Copy the data precisely, keeping every character.

— Start of Data listing —

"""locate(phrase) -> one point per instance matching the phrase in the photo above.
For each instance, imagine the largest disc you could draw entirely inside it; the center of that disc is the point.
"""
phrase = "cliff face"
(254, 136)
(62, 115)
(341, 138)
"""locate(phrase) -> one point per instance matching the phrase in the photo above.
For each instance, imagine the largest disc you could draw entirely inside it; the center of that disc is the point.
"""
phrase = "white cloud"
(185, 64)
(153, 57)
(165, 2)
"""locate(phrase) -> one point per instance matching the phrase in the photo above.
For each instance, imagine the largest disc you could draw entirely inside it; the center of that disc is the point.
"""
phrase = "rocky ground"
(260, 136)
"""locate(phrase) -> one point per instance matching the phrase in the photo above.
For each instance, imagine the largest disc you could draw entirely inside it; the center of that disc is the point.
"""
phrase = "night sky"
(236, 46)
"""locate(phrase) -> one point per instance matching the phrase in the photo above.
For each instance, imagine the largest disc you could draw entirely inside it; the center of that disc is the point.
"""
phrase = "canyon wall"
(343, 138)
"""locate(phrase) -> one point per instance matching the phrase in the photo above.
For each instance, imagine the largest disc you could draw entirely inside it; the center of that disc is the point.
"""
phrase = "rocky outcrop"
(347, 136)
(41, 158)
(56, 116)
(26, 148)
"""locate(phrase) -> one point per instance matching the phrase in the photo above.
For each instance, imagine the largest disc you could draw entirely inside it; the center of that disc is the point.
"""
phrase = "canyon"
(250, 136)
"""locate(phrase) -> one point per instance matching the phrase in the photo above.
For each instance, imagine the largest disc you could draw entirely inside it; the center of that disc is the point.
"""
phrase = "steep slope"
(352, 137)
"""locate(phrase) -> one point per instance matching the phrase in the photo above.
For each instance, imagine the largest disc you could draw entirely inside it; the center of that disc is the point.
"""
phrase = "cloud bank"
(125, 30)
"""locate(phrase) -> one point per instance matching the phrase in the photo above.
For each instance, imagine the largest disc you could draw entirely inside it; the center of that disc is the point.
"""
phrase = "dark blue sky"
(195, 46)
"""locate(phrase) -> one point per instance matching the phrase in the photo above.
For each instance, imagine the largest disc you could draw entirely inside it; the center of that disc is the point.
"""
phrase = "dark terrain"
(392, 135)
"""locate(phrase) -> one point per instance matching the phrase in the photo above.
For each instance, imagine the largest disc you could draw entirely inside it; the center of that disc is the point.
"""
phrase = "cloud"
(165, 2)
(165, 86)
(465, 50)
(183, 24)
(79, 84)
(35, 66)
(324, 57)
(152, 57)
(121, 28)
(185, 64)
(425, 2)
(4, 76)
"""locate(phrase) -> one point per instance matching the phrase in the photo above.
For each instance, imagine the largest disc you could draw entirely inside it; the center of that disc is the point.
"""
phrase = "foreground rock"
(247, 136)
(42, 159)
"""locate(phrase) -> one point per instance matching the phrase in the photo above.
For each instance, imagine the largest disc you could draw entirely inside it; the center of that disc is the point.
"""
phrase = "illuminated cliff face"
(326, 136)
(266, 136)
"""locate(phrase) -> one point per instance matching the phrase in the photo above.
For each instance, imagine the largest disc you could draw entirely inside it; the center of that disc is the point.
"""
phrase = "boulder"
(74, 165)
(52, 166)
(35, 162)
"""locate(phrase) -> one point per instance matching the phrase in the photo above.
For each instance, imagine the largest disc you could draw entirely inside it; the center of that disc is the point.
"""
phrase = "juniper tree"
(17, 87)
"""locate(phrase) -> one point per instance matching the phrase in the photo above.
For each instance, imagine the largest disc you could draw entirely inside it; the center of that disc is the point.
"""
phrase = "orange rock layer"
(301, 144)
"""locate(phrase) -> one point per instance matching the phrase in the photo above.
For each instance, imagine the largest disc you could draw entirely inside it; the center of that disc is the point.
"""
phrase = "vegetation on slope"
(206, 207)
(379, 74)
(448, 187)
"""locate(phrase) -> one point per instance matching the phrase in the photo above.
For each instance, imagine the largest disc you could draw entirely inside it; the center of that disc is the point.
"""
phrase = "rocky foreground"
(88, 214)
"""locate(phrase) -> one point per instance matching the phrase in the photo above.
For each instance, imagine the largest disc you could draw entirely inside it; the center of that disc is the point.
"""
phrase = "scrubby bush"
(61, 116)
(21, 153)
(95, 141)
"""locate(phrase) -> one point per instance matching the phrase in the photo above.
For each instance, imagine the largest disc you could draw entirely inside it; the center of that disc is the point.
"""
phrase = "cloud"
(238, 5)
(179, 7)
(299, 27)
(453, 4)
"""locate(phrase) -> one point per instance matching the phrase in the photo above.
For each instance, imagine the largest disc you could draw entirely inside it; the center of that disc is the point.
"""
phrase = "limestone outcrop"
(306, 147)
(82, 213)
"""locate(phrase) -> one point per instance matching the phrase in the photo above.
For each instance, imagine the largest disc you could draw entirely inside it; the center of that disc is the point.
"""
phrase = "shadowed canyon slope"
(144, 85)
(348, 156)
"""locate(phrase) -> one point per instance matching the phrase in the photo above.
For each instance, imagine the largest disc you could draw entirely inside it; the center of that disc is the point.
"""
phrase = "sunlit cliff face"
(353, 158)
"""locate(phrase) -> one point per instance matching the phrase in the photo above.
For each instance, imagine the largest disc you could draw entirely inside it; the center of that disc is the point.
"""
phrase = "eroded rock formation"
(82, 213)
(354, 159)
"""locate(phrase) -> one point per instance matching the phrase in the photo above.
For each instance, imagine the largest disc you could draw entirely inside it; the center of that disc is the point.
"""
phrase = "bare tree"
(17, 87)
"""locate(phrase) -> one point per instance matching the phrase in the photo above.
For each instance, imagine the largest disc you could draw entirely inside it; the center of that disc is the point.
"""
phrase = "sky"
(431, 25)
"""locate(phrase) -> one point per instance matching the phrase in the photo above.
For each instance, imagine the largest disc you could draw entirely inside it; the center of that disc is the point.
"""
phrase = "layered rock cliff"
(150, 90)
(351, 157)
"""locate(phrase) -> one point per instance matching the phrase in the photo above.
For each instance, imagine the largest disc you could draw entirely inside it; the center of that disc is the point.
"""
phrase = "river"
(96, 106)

— End of Data listing —

* [Task answer]:
"""locate(phrase) -> one point per instance matching the phrase in the photo above.
For each instance, imagine the largest disc you could draw entirely inside it; the center of that disc is the point.
"""
phrase = "cliff face"
(254, 136)
(62, 115)
(341, 138)
"""locate(phrase) -> one point per instance matching the phrase in the photo above.
For each instance, imagine the largest disc you could draw entirely inside it; the center of that disc is the point.
"""
phrase = "white cloud"
(185, 64)
(153, 57)
(165, 2)
"""locate(phrase) -> one point per instance matching the phrase in the photo above.
For each instance, imagine the largest disc you could draw entirely inside it; the center of that disc is the point.
"""
phrase = "rocky ground"
(260, 136)
"""locate(phrase) -> one point per instance matching the phrase in the photo above.
For each instance, imagine the largest disc you could draw entirely inside it; the center of that disc is the point.
"""
phrase = "night sky"
(236, 46)
"""locate(phrase) -> one point per instance matching the phrase in the photo above.
For each instance, imagine the largest disc you could draw entirely inside it; the center of that disc is the point.
"""
phrase = "canyon wall"
(343, 138)
"""locate(phrase) -> one point per instance matching the phrase in the photo above.
For each instance, imagine the largest disc you could draw entirely inside it; the center of that disc is the point.
"""
phrase = "rocky outcrop"
(347, 136)
(41, 158)
(56, 116)
(26, 148)
"""locate(phrase) -> one point per instance matching the phrase in the photo above.
For each instance, imagine the largest disc you could draw entirely inside it; the center of that disc is the point.
"""
phrase = "canyon"
(250, 136)
"""locate(phrase) -> one point per instance matching the phrase in the photo above.
For each instance, imagine the largest disc you could draw entirely inside it; the center of that disc is the point.
"""
phrase = "steep slope"
(352, 137)
"""locate(phrase) -> one point per instance matching the phrase in the photo above.
For each instance, imagine the largest disc you could draw entirely inside it; the center of that disc is the point.
"""
phrase = "cloud bank"
(125, 30)
"""locate(phrase) -> one point per instance matching the phrase in the photo above.
For each instance, imagine the largest disc you could draw entirely inside it; the center of that disc is the point.
"""
phrase = "dark blue sky"
(195, 46)
"""locate(phrase) -> one point per instance matching the phrase in the photo above.
For each instance, imagine the largest disc you could draw entirely inside it; the center of that disc is the point.
"""
phrase = "dark terrain"
(392, 135)
"""locate(phrase) -> one point per instance matching the phrase in the photo above.
For each instance, imagine the largest disc you could draw entirely inside it; the center of that disc is the point.
"""
phrase = "cloud"
(165, 2)
(165, 86)
(465, 50)
(183, 24)
(79, 84)
(35, 66)
(324, 57)
(152, 57)
(121, 28)
(185, 64)
(425, 2)
(4, 76)
"""locate(phrase) -> one point per instance matching the phrase in the photo above.
For each instance, imagine the largest disc you could draw entirely inside it; the center of that disc is the point.
"""
phrase = "foreground rock"
(247, 136)
(42, 159)
"""locate(phrase) -> one point per instance matching the phrase in the photo above.
For each instance, imagine the largest disc you could draw entirely inside it; the center of that disc is the point.
"""
phrase = "illuminated cliff face"
(326, 136)
(266, 136)
"""locate(phrase) -> one point per instance matching the phrase in the photo above.
For each instance, imagine the largest disc you could draw entirely inside it; the center of that disc is the point.
"""
phrase = "boulder"
(74, 165)
(52, 166)
(35, 162)
"""locate(phrase) -> one point per instance matching the phrase in the photo above.
For each instance, imagine the largest disc you could draw entirely inside it; the center of that disc is the point.
"""
phrase = "juniper tree"
(17, 87)
"""locate(phrase) -> one point per instance matching the phrase in the photo above.
For each instance, imagine the largest disc you could draw entirely inside it; the center of that disc is the point.
"""
phrase = "orange rock layer"
(301, 144)
"""locate(phrase) -> one point per instance matching the phrase in the photo above.
For each instance, imagine the largest disc you could draw entirely inside it; the center of that disc is the point.
"""
phrase = "vegetation on slope"
(206, 207)
(379, 74)
(448, 187)
"""locate(phrase) -> one point per instance matching the phrase in the photo above.
For each instance, imagine the largest disc you could draw entirely inside it; the center of that disc is the point.
"""
phrase = "rocky foreground"
(88, 214)
"""locate(phrase) -> one point per instance matching the phrase in the photo above.
For each instance, imagine the largest disc you could draw entirely inside it; the center of that disc is the point.
"""
phrase = "scrubby bush"
(61, 116)
(21, 153)
(95, 141)
"""locate(phrase) -> one point per instance matching the phrase in the photo above.
For each instance, imagine the largest disc you could draw entirely inside it; the center of that disc is the point.
"""
phrase = "cloud"
(238, 5)
(179, 7)
(299, 27)
(453, 4)
"""locate(phrase) -> one point per instance matching the phrase in the photo above.
For each instance, imagine the largest disc you could draw entirely inside it; the center of that disc is the point.
"""
phrase = "limestone outcrop"
(306, 147)
(82, 213)
"""locate(phrase) -> one point per instance matching the phrase in the photo above.
For each instance, imagine the largest disc you could draw entirely inside it; the center of that disc is the point.
"""
phrase = "shadowed canyon slope"
(144, 85)
(348, 156)
"""locate(phrase) -> one point per instance matching the phrase in the photo above.
For each instance, imagine the largest disc you could draw entirely inside it; the center of that disc is the point.
"""
phrase = "sunlit cliff face"
(353, 158)
"""locate(phrase) -> one point per instance matching the phrase in the photo above.
For each instance, imagine the largest disc you could draw entirely inside it; the center of that disc is the point.
"""
phrase = "eroded rock formation"
(82, 213)
(354, 159)
"""locate(phrase) -> one point per instance matching the phrase in the photo above.
For each instance, imagine the largest disc you could draw entirely inside it; the center of that disc is the point.
"""
phrase = "bare tree"
(17, 87)
"""locate(phrase) -> one point per instance matching the phrase in the photo above.
For each instance, imagine the largest disc you could draw entirely inside it; the center of that disc is the point.
"""
phrase = "sky"
(431, 25)
"""locate(phrase) -> one point per instance matching the phrase in the photo above.
For each instance, imagine the largest disc you could draw entirely inside it; the center of that disc is the point.
"""
phrase = "layered rock cliff"
(150, 90)
(351, 157)
"""locate(phrase) -> one point per instance matching the phrase in the photo above.
For each instance, imagine the largest disc you could draw entirely inside it; the center of that disc is the point.
"""
phrase = "river"
(96, 106)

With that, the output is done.